◆ SUPPLIED DATA ◆
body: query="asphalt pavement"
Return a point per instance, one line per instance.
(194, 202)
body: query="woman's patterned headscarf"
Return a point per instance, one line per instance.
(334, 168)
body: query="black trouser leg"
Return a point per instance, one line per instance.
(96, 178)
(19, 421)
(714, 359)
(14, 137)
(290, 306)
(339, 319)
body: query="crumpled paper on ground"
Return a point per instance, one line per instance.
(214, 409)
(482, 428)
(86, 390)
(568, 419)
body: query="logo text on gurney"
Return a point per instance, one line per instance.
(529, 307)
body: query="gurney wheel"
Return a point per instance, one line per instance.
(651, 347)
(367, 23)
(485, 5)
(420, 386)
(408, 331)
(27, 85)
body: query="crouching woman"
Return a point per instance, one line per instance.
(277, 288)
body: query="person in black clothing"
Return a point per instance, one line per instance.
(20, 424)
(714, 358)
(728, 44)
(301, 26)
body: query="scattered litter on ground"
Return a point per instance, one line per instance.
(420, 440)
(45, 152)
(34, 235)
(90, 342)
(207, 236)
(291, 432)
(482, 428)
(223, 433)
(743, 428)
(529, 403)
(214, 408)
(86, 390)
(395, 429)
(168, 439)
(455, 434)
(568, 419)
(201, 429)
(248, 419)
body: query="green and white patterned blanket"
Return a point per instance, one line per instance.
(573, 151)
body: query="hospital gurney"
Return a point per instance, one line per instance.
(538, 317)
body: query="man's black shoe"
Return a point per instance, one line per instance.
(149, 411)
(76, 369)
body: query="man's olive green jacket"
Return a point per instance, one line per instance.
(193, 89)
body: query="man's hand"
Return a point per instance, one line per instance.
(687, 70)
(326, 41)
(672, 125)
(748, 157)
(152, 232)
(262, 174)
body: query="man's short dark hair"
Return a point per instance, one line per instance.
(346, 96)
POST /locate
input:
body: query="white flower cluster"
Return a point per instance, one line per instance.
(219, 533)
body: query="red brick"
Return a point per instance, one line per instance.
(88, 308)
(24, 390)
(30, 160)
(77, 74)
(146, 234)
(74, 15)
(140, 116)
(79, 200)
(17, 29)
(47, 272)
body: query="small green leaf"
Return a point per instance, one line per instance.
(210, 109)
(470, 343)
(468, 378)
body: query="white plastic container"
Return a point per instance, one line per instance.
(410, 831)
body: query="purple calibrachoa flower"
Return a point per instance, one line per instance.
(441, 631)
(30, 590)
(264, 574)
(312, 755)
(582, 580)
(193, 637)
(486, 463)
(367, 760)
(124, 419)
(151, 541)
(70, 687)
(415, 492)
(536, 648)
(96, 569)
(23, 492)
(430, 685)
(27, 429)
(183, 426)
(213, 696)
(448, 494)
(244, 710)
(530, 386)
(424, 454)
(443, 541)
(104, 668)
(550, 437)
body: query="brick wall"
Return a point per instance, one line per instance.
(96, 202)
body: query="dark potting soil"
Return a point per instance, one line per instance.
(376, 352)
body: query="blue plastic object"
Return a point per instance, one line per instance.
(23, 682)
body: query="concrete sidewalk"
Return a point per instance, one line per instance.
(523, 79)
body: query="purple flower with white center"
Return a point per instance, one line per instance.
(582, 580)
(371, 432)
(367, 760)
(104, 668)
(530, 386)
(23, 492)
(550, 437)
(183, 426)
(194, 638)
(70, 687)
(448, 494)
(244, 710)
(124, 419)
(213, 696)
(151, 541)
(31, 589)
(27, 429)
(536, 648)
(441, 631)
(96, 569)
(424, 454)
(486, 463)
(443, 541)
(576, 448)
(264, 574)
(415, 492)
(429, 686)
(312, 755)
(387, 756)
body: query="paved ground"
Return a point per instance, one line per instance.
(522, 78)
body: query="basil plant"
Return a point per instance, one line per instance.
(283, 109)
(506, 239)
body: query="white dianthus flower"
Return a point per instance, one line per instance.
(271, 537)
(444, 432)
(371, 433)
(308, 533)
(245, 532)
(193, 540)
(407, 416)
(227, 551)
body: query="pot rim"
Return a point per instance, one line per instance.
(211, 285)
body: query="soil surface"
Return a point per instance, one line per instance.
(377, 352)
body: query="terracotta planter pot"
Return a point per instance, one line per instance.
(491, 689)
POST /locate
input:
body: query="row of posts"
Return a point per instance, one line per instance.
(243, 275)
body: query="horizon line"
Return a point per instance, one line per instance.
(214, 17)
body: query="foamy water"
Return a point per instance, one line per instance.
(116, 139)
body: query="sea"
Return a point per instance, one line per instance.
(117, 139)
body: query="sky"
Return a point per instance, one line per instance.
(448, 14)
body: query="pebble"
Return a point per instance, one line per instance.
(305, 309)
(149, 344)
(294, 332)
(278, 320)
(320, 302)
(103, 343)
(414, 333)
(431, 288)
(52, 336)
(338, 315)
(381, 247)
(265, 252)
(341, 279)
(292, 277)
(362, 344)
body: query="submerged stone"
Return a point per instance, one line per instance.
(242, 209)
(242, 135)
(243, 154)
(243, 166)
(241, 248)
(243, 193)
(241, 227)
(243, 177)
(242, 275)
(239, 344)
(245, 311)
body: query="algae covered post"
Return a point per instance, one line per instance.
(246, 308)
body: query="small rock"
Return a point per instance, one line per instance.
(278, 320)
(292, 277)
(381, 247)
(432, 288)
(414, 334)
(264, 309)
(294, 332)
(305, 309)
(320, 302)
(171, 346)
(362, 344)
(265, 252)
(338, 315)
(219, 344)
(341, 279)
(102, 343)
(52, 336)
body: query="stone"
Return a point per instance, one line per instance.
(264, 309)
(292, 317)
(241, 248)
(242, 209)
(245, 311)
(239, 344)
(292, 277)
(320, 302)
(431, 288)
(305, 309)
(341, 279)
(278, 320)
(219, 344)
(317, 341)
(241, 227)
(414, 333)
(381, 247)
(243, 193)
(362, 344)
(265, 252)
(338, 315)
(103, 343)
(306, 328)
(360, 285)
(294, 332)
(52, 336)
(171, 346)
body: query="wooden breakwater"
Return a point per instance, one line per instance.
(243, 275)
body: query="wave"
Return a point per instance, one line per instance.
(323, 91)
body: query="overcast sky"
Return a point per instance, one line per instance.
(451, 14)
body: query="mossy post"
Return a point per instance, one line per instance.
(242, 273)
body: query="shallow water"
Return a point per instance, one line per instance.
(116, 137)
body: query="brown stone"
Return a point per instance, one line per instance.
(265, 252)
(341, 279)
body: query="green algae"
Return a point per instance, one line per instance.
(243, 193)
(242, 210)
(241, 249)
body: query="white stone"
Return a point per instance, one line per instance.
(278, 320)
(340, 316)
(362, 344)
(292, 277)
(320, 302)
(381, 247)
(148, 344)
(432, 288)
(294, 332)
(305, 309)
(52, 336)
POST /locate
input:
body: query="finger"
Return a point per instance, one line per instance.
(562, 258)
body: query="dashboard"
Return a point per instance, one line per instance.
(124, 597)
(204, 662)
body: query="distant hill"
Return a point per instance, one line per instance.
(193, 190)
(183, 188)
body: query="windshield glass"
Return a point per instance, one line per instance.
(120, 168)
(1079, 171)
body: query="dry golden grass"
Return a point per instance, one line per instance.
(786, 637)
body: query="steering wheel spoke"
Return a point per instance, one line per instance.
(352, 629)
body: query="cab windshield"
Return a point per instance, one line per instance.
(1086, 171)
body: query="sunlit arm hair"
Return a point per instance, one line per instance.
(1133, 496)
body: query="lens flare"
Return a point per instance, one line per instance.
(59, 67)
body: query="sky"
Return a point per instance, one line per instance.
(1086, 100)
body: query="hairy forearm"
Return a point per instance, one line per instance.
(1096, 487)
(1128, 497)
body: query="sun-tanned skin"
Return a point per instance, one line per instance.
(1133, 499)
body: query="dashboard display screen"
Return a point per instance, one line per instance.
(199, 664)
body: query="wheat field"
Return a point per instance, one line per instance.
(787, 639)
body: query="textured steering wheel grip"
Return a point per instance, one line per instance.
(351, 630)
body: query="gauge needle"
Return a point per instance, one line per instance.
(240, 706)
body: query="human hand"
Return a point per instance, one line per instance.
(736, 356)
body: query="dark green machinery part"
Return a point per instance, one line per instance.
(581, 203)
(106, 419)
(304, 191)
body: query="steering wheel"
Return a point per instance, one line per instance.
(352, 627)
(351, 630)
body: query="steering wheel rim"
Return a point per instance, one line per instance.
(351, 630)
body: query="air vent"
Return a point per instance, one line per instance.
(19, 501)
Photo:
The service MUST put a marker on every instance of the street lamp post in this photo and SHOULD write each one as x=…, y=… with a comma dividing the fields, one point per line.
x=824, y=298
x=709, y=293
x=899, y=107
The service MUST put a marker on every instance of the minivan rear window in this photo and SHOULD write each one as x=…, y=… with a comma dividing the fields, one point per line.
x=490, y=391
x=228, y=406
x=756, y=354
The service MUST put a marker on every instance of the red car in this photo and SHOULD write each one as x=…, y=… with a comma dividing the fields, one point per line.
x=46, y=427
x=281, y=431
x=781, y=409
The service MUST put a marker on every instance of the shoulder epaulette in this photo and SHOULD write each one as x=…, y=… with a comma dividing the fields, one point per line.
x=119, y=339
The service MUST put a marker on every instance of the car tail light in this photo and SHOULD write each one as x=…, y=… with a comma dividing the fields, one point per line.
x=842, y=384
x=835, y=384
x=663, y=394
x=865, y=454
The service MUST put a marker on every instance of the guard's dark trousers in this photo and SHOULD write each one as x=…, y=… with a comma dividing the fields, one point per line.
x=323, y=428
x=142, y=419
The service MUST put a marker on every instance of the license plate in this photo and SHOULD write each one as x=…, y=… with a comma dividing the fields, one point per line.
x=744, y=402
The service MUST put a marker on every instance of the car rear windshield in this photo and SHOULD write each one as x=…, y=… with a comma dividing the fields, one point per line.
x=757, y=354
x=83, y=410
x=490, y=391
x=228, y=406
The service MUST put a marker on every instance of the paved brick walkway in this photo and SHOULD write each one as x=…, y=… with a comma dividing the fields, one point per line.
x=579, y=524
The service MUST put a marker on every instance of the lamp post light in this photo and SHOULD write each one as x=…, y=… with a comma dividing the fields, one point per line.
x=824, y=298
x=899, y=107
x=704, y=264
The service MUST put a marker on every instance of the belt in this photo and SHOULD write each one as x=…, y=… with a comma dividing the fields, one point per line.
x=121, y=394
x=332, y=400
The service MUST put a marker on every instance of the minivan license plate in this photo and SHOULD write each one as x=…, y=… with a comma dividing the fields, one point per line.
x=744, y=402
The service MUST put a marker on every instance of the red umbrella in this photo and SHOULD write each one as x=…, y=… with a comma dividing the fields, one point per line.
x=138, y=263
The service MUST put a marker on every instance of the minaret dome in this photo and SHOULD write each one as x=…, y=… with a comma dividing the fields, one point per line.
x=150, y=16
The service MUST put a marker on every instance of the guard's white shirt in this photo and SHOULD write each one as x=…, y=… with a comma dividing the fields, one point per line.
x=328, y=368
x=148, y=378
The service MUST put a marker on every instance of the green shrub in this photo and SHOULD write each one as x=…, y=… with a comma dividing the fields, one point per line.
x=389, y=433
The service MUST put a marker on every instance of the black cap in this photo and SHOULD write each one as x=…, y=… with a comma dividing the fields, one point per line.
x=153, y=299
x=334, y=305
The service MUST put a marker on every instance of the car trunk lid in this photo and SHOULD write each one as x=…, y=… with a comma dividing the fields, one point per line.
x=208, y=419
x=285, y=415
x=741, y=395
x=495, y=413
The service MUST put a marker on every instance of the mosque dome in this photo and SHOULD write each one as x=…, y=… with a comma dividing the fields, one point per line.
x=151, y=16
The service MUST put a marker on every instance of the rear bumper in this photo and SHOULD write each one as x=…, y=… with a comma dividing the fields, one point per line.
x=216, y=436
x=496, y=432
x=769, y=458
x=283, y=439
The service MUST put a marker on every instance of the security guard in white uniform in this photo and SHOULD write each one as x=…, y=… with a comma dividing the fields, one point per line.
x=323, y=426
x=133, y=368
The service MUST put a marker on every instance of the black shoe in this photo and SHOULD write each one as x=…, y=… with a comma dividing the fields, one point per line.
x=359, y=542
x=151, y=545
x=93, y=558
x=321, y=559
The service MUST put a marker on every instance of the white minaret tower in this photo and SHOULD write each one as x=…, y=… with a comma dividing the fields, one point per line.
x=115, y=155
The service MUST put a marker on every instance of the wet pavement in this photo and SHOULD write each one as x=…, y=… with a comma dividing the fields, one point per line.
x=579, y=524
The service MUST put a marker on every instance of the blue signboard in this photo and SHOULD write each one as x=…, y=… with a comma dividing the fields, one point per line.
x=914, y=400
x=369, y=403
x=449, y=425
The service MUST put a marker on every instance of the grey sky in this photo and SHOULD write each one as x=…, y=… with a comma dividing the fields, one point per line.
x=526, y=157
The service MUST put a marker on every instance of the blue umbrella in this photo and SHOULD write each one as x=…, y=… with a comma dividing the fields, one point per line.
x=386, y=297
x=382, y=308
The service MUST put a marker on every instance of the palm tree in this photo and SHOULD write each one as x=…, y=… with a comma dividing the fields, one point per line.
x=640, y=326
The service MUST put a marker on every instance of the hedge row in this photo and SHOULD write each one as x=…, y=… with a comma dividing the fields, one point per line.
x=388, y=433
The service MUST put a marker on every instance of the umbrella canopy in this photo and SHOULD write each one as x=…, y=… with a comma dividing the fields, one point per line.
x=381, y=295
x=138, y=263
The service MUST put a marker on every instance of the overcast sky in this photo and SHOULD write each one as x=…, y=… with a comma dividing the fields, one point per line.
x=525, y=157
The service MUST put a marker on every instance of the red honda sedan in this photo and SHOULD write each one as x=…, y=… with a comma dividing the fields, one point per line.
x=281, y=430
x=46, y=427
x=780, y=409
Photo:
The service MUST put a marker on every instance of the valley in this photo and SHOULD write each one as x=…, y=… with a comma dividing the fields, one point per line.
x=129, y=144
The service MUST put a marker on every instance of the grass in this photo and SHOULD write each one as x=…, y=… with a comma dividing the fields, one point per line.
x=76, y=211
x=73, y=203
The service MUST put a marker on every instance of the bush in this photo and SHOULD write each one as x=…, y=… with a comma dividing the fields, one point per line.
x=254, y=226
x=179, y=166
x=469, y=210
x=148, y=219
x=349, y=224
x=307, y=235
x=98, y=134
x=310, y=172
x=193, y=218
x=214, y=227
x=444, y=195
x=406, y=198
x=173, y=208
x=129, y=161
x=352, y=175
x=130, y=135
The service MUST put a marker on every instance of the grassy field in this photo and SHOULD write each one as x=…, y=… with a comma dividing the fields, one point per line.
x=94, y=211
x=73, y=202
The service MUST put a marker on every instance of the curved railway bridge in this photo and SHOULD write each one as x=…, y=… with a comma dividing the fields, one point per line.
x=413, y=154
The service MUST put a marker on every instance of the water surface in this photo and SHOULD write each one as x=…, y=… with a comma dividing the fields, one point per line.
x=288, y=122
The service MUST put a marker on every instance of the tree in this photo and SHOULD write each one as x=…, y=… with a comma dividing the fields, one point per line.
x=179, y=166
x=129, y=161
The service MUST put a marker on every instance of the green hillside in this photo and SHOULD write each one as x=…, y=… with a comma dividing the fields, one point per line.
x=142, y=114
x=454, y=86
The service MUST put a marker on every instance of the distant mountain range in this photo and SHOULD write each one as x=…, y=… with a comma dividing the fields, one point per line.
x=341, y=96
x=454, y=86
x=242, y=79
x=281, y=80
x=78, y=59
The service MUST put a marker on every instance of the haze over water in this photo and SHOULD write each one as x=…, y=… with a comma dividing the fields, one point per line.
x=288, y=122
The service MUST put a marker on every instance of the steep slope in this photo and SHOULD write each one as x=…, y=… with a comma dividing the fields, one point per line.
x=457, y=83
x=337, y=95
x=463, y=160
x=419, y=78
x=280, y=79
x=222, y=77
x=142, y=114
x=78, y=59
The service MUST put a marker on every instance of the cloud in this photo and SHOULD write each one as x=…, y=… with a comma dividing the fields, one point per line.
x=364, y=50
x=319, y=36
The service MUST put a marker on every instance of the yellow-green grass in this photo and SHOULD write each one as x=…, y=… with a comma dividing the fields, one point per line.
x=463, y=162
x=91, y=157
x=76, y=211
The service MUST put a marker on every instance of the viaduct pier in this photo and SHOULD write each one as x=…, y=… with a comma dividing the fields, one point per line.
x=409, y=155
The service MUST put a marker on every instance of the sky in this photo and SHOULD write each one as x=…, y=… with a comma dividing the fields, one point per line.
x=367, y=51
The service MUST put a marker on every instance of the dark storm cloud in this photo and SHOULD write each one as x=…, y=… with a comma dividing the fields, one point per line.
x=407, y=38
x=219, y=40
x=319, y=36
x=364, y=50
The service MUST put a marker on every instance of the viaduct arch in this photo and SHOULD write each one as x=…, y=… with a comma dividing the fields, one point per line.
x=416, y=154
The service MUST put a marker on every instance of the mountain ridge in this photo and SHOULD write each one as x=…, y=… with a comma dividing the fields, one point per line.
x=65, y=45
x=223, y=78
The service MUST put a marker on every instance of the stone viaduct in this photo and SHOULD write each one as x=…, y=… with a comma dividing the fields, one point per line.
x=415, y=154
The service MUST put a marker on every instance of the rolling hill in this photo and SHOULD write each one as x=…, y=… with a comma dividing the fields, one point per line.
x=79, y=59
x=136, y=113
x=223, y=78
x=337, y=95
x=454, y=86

◆ EXERCISE OBJECTIVE ◆
Lay out the lines of the entries as a numbered list, starting with the line that contains "instance of the sky" and going on through the line that contains "x=416, y=154", with both of those lines included. Leave out any blank lines.

◆ RESULT OF THIS EXERCISE ◆
1. The service MUST put a marker on every instance of the sky in this photo and SHOULD write each one as x=…, y=… with a comma dividing the fields, one point per line.
2. x=367, y=51
3. The service MUST put a marker on every instance of the dark storm cloud in this photo and SHOULD write each one as x=…, y=… with a comma dividing the fields, one point per line.
4. x=407, y=38
5. x=219, y=40
6. x=319, y=36
7. x=364, y=50
8. The service MUST put a marker on every instance of the viaduct arch in this photo and SHOULD write each one as x=…, y=… with a comma dividing the fields, one point per line.
9. x=416, y=154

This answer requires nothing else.